§ EXTRACT TO READ:
-=-=-

We agree. We have never said it is applicable only in these two situations, but we have said
it is only applicable in “very limited, unique situations[.]” In re Smith, 97 So. 3d at 47.
¶14. The chancellor dismissed Pam’s claims, holding that the only question that remained
was whether Pam had standing to request visitation based on in loco parentis. The chancellor
reasoned: “With Jessica’s decision to drop the claim that the parents of the children are unfit,
5 there is no question regarding the fitness of Jessica and Ryan who are the involved parents
of the children.”
¶15. The chancellor’s judgment on its face concluded that visitation was not in the best
interest of the child, which reads like a judgment on the merits of Pam’s claim rather than
addressing Jessica’s standing or Rule 12(b)(6) arguments.

-=-=-

Source records
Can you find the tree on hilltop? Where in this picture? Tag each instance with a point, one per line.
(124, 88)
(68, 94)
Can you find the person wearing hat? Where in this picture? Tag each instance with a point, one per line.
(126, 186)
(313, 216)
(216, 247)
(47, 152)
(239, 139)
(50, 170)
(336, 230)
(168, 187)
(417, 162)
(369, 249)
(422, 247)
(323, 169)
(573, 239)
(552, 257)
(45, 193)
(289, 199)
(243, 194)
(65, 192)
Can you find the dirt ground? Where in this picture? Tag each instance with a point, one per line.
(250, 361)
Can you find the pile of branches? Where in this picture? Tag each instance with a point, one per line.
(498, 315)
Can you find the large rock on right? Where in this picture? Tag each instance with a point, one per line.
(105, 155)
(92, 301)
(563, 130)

-=-=-

§ REQUEST 1:
According to the court opinion excerpt, what did the chancellor's judgment conclude about visitation?
§ REQUEST 2:
Please sum up the court opinion excerpt in two sentences.
The records were drawn from a different source than the text.

§ COMPLETE RESPONSE 1:
It concluded that visitation was not in the best interest of the child.

§ COMPLETE RESPONSE 2:
The chancellor dismissed Pam's claims, holding that the only remaining question was whether she had standing to request visitation based on in loco parentis, and reasoned that Jessica's decision to drop the claim that the parents were unfit left no question about the fitness of Jessica and Ryan. The chancellor's judgment concluded on its face that visitation was not in the child's best interest, which reads like a judgment on the merits of Pam's claim rather than a ruling on Jessica's standing or Rule 12(b)(6) arguments.